Filter the data below and copy every line that contains the word "older". Case counts, so a line matches only if the capitalization is identical.

(Collected data entries)
-------

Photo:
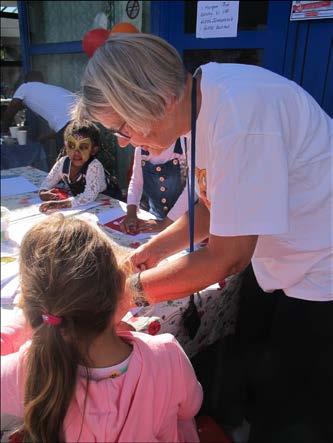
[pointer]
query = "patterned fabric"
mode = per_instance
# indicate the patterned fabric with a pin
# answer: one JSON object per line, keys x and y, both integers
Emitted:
{"x": 94, "y": 178}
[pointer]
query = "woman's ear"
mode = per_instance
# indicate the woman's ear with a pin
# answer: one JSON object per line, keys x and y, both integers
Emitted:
{"x": 170, "y": 105}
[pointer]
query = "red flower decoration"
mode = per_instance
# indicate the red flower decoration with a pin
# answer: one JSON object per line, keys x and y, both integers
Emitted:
{"x": 154, "y": 327}
{"x": 135, "y": 244}
{"x": 222, "y": 284}
{"x": 17, "y": 437}
{"x": 105, "y": 201}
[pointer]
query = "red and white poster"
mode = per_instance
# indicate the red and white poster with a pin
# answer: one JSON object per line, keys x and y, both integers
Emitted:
{"x": 310, "y": 10}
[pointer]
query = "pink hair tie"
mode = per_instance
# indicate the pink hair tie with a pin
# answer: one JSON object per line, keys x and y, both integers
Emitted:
{"x": 51, "y": 319}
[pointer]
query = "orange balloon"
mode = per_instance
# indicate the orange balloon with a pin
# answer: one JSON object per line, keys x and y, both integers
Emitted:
{"x": 124, "y": 27}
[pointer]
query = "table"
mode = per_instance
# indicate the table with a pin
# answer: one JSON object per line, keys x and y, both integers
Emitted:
{"x": 217, "y": 305}
{"x": 31, "y": 154}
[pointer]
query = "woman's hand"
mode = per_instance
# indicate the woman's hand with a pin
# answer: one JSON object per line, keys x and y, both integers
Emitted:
{"x": 153, "y": 225}
{"x": 130, "y": 224}
{"x": 47, "y": 195}
{"x": 144, "y": 257}
{"x": 52, "y": 206}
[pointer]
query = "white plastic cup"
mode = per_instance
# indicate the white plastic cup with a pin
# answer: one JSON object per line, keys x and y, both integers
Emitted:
{"x": 13, "y": 131}
{"x": 22, "y": 137}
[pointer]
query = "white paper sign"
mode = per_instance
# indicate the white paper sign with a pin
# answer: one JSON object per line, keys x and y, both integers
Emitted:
{"x": 216, "y": 19}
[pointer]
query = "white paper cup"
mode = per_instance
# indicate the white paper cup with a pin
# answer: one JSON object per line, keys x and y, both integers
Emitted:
{"x": 13, "y": 131}
{"x": 22, "y": 137}
{"x": 5, "y": 219}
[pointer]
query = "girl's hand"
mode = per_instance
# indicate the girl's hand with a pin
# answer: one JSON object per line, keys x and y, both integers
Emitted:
{"x": 144, "y": 257}
{"x": 52, "y": 206}
{"x": 47, "y": 195}
{"x": 130, "y": 225}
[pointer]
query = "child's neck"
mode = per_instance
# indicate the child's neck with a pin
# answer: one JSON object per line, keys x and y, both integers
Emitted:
{"x": 108, "y": 349}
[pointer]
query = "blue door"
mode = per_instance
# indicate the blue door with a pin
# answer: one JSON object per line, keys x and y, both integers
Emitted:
{"x": 309, "y": 59}
{"x": 301, "y": 51}
{"x": 261, "y": 39}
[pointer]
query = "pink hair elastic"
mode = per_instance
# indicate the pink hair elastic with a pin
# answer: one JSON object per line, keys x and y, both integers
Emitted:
{"x": 51, "y": 319}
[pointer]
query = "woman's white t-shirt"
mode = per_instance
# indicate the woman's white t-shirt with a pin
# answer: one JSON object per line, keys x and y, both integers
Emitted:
{"x": 264, "y": 167}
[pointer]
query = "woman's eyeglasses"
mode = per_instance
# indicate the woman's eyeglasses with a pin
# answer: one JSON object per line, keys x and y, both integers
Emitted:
{"x": 118, "y": 133}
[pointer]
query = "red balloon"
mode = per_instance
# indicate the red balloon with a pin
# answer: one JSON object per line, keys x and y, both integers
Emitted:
{"x": 94, "y": 39}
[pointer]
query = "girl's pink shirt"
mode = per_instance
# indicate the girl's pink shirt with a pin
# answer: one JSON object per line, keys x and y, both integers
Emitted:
{"x": 154, "y": 401}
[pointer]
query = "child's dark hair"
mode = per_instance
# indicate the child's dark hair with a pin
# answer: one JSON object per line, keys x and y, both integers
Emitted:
{"x": 84, "y": 129}
{"x": 68, "y": 270}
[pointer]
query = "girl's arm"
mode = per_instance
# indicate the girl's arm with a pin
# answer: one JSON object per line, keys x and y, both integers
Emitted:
{"x": 130, "y": 223}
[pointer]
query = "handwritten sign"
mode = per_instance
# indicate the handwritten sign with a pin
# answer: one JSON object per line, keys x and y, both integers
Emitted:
{"x": 216, "y": 19}
{"x": 310, "y": 10}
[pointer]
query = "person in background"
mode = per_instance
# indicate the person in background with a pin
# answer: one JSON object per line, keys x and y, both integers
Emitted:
{"x": 78, "y": 379}
{"x": 80, "y": 175}
{"x": 264, "y": 178}
{"x": 50, "y": 102}
{"x": 161, "y": 177}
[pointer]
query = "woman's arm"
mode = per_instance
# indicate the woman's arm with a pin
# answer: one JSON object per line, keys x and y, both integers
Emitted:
{"x": 173, "y": 239}
{"x": 223, "y": 256}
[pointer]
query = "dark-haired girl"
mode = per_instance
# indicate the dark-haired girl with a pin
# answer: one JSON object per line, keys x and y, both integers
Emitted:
{"x": 80, "y": 175}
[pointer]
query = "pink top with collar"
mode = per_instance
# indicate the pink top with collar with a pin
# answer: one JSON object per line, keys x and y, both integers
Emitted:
{"x": 155, "y": 400}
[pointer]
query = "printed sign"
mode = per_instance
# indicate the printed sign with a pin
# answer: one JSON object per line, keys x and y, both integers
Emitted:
{"x": 310, "y": 10}
{"x": 216, "y": 19}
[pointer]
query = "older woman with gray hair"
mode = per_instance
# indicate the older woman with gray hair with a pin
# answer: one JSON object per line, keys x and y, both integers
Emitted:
{"x": 263, "y": 169}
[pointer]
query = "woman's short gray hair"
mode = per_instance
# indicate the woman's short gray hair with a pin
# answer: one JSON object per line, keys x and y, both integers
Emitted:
{"x": 133, "y": 75}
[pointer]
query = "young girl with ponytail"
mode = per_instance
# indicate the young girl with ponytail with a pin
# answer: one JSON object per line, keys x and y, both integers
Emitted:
{"x": 77, "y": 380}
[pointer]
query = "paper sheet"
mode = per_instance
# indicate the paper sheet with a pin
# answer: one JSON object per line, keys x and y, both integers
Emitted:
{"x": 32, "y": 210}
{"x": 16, "y": 186}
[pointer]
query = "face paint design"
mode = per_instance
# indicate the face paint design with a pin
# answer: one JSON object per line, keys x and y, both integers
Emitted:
{"x": 78, "y": 149}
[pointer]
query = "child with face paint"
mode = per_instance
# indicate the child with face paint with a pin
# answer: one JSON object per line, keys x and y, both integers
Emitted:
{"x": 77, "y": 177}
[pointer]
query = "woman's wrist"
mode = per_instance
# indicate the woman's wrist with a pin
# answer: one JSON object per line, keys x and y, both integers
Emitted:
{"x": 136, "y": 289}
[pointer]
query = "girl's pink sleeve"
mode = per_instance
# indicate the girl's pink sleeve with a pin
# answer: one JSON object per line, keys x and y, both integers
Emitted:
{"x": 190, "y": 386}
{"x": 15, "y": 331}
{"x": 11, "y": 386}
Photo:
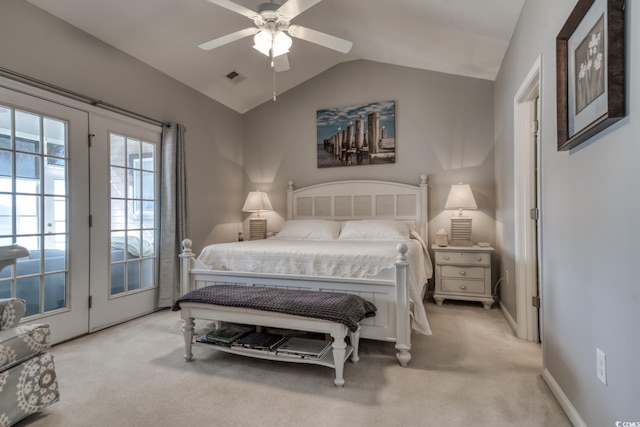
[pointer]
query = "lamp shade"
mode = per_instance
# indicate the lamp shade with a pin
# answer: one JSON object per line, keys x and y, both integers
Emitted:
{"x": 257, "y": 201}
{"x": 460, "y": 197}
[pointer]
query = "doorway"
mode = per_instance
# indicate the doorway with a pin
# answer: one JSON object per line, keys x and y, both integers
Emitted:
{"x": 527, "y": 209}
{"x": 43, "y": 206}
{"x": 79, "y": 189}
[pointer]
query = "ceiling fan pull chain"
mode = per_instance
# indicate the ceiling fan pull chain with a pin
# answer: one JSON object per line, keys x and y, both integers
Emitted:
{"x": 274, "y": 83}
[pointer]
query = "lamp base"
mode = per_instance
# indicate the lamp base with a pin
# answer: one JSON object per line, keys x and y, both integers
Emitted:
{"x": 257, "y": 228}
{"x": 461, "y": 231}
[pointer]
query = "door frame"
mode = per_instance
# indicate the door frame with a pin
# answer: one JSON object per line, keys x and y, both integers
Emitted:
{"x": 526, "y": 181}
{"x": 72, "y": 320}
{"x": 68, "y": 101}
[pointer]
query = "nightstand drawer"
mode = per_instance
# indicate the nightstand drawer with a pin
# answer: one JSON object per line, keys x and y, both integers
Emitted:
{"x": 466, "y": 258}
{"x": 463, "y": 286}
{"x": 463, "y": 272}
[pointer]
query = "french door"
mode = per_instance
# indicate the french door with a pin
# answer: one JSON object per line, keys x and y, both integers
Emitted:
{"x": 125, "y": 221}
{"x": 80, "y": 191}
{"x": 43, "y": 206}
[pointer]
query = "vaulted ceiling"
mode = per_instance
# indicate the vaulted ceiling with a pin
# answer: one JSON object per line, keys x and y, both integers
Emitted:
{"x": 464, "y": 37}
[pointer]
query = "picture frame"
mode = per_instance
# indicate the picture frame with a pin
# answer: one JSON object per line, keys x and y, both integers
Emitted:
{"x": 362, "y": 134}
{"x": 590, "y": 71}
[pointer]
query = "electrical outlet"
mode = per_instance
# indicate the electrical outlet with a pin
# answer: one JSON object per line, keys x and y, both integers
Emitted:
{"x": 601, "y": 366}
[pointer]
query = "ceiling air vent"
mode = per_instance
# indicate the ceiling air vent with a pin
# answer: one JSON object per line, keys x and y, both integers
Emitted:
{"x": 235, "y": 77}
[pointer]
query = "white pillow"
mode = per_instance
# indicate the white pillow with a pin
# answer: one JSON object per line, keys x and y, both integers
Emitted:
{"x": 374, "y": 229}
{"x": 309, "y": 229}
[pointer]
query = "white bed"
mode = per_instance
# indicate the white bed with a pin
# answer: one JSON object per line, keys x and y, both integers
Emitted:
{"x": 387, "y": 270}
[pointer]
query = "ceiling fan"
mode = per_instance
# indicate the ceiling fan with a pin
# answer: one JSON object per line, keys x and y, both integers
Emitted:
{"x": 273, "y": 28}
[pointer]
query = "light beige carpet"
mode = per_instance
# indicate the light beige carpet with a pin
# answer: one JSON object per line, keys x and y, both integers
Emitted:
{"x": 471, "y": 372}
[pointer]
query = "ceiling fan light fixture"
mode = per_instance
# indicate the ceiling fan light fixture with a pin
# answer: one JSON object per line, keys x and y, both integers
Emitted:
{"x": 263, "y": 41}
{"x": 268, "y": 42}
{"x": 281, "y": 43}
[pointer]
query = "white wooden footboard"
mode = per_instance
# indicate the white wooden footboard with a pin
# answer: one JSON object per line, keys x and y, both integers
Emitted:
{"x": 391, "y": 297}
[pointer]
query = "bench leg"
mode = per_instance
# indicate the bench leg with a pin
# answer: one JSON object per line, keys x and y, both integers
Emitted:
{"x": 339, "y": 347}
{"x": 355, "y": 343}
{"x": 187, "y": 330}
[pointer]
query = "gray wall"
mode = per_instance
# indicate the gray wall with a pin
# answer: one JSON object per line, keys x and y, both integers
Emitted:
{"x": 591, "y": 238}
{"x": 444, "y": 128}
{"x": 41, "y": 46}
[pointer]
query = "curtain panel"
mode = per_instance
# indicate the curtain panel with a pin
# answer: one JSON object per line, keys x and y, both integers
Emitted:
{"x": 174, "y": 226}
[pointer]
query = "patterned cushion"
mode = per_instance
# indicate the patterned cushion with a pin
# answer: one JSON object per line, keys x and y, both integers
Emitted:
{"x": 22, "y": 342}
{"x": 27, "y": 388}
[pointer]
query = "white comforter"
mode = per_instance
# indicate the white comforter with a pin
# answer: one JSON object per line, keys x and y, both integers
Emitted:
{"x": 326, "y": 258}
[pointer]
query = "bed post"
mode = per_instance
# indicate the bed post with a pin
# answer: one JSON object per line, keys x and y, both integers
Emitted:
{"x": 424, "y": 208}
{"x": 403, "y": 327}
{"x": 186, "y": 263}
{"x": 289, "y": 200}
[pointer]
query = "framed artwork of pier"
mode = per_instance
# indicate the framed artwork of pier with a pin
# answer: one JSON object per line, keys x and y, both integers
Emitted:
{"x": 590, "y": 70}
{"x": 357, "y": 135}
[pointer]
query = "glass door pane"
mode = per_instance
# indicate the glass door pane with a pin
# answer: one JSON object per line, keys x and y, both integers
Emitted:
{"x": 133, "y": 216}
{"x": 34, "y": 208}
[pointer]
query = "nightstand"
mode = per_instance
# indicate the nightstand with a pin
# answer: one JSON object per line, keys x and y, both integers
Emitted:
{"x": 463, "y": 273}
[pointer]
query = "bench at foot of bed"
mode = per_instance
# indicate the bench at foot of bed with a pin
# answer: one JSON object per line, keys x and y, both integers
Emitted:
{"x": 248, "y": 305}
{"x": 334, "y": 359}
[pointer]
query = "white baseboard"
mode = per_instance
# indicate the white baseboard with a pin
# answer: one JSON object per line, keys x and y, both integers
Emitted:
{"x": 510, "y": 320}
{"x": 563, "y": 400}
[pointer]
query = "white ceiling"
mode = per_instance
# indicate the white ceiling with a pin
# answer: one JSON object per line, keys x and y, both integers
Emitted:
{"x": 464, "y": 37}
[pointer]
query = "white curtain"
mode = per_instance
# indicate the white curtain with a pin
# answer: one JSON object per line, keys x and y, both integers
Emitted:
{"x": 173, "y": 212}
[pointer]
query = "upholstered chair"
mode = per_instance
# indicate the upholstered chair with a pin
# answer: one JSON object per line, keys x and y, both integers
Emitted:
{"x": 27, "y": 374}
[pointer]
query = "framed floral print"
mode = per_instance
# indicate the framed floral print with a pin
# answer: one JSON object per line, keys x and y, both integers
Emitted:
{"x": 590, "y": 70}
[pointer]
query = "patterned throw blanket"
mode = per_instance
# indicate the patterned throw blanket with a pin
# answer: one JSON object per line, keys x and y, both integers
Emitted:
{"x": 336, "y": 307}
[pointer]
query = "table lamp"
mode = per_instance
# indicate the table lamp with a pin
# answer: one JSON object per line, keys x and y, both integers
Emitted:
{"x": 460, "y": 197}
{"x": 257, "y": 201}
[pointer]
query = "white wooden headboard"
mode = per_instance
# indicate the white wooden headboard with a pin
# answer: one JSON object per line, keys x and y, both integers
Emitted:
{"x": 362, "y": 199}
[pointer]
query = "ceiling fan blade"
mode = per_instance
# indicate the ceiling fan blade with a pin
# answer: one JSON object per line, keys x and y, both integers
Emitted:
{"x": 212, "y": 44}
{"x": 293, "y": 8}
{"x": 281, "y": 63}
{"x": 322, "y": 39}
{"x": 234, "y": 7}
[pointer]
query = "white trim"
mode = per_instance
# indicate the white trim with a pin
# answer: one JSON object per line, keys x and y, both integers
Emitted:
{"x": 563, "y": 400}
{"x": 524, "y": 191}
{"x": 508, "y": 317}
{"x": 72, "y": 103}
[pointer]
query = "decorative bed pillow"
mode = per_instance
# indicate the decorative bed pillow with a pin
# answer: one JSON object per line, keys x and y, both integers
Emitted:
{"x": 309, "y": 229}
{"x": 374, "y": 229}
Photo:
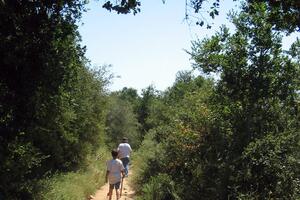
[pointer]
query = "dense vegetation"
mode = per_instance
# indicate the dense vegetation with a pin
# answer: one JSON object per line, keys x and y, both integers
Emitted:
{"x": 52, "y": 106}
{"x": 234, "y": 136}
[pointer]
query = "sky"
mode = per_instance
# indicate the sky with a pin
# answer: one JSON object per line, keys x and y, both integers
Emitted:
{"x": 145, "y": 49}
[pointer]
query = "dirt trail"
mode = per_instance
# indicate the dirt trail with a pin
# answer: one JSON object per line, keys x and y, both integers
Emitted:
{"x": 127, "y": 193}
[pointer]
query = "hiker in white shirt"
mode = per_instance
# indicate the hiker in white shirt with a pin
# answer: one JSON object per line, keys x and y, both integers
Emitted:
{"x": 124, "y": 150}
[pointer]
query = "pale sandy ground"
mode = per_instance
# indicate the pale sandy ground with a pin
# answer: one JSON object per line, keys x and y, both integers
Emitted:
{"x": 127, "y": 193}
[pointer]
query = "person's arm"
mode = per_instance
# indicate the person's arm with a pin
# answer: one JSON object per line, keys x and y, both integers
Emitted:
{"x": 106, "y": 176}
{"x": 123, "y": 173}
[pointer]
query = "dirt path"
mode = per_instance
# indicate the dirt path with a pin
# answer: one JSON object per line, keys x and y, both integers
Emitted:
{"x": 127, "y": 193}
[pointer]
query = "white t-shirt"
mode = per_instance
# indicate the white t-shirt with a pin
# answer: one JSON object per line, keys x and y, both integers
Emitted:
{"x": 124, "y": 150}
{"x": 114, "y": 167}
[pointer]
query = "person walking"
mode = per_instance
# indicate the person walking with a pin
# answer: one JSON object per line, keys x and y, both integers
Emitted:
{"x": 124, "y": 150}
{"x": 114, "y": 174}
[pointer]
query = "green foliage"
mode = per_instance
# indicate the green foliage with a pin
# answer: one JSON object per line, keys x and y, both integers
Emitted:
{"x": 255, "y": 111}
{"x": 237, "y": 138}
{"x": 160, "y": 187}
{"x": 52, "y": 106}
{"x": 76, "y": 185}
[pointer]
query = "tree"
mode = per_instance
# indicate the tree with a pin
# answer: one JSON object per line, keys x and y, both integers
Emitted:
{"x": 284, "y": 14}
{"x": 250, "y": 150}
{"x": 51, "y": 104}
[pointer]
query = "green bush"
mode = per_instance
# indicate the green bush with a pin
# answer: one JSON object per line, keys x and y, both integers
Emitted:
{"x": 75, "y": 185}
{"x": 160, "y": 187}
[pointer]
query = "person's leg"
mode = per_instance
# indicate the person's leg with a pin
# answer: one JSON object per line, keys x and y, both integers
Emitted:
{"x": 117, "y": 194}
{"x": 125, "y": 162}
{"x": 117, "y": 186}
{"x": 111, "y": 188}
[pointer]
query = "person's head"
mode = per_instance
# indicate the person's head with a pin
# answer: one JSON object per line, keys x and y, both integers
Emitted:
{"x": 114, "y": 153}
{"x": 125, "y": 140}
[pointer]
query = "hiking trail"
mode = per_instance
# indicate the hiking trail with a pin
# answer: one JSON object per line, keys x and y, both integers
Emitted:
{"x": 127, "y": 194}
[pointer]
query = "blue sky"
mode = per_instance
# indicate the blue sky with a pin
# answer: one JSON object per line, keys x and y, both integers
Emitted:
{"x": 144, "y": 49}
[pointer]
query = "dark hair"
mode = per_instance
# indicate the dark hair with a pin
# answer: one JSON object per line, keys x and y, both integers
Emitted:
{"x": 114, "y": 153}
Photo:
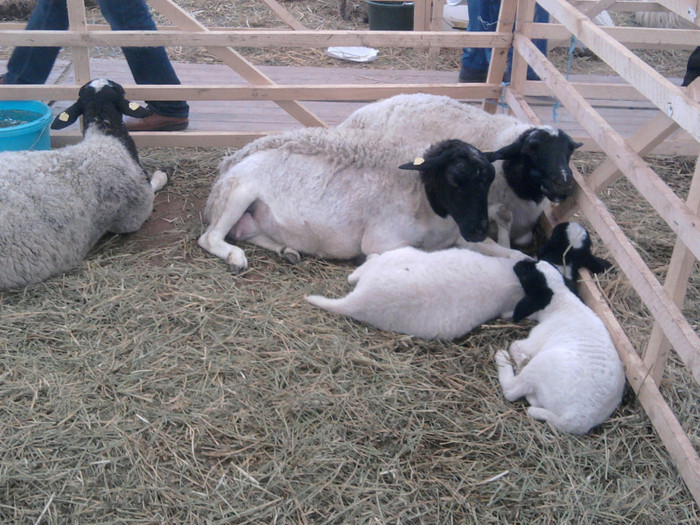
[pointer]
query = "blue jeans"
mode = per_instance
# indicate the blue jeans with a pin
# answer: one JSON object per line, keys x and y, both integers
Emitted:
{"x": 149, "y": 65}
{"x": 483, "y": 16}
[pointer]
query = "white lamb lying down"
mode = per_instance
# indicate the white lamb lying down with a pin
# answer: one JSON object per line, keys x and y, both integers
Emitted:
{"x": 442, "y": 294}
{"x": 570, "y": 372}
{"x": 343, "y": 193}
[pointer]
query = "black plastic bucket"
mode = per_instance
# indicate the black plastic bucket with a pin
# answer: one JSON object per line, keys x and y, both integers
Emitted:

-------

Exercise result >>
query = "older woman with gray hair"
# indicate the older woman with gray hair with a pin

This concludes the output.